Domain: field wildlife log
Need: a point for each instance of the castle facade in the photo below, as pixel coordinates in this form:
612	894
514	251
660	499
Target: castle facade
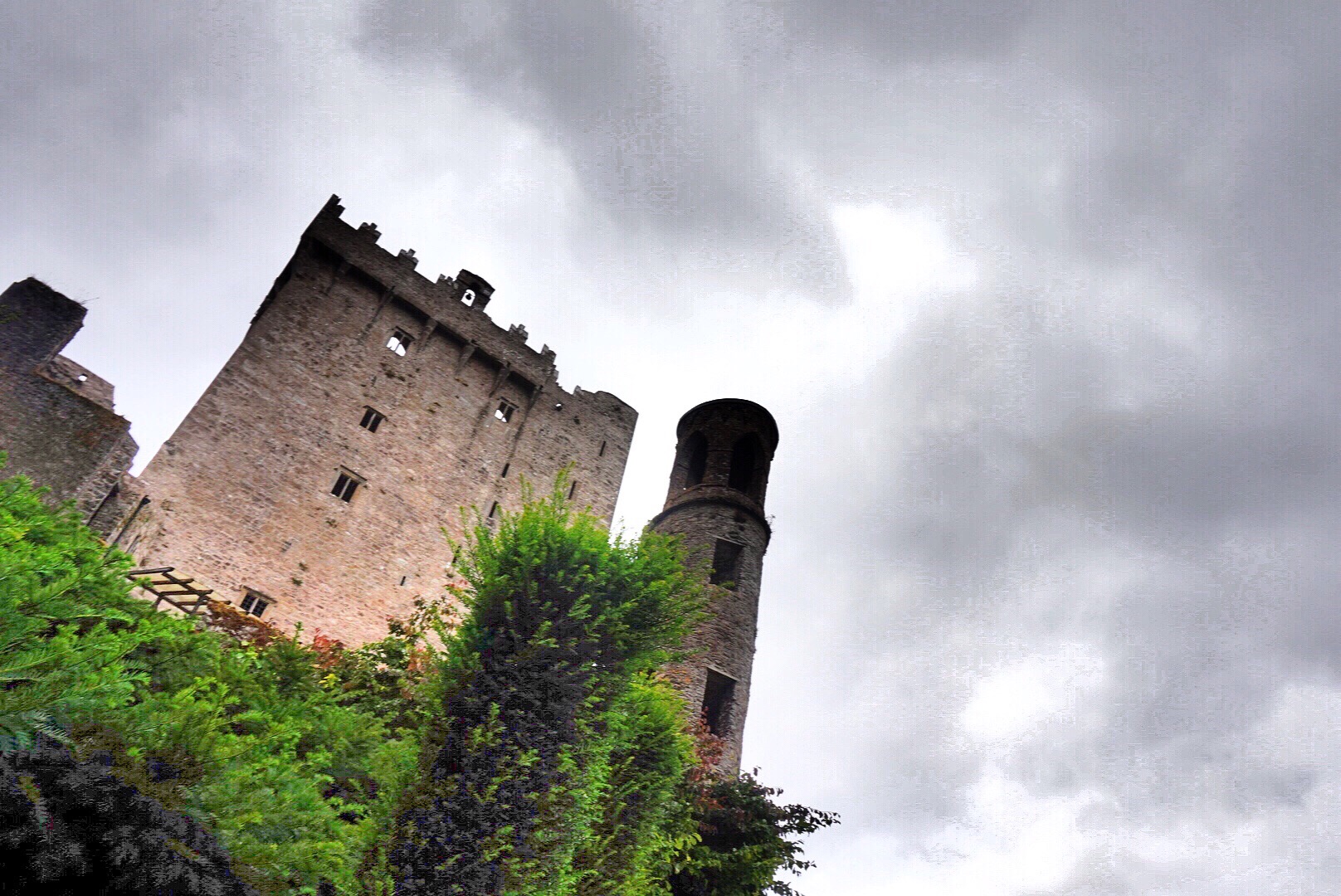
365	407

= = = = =

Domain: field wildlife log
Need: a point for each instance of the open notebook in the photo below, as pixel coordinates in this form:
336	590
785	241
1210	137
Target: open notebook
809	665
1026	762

= = = = =

Your instructions –
Where a line contains the word "coordinates", copy that line from the listing above.

Your solution –
Need: a point for each instance of the castle facade in the photo below, as pixel coordinates in this form:
Need: a point for each instance of the open notebook in the photo below, as pixel coordinates in this form:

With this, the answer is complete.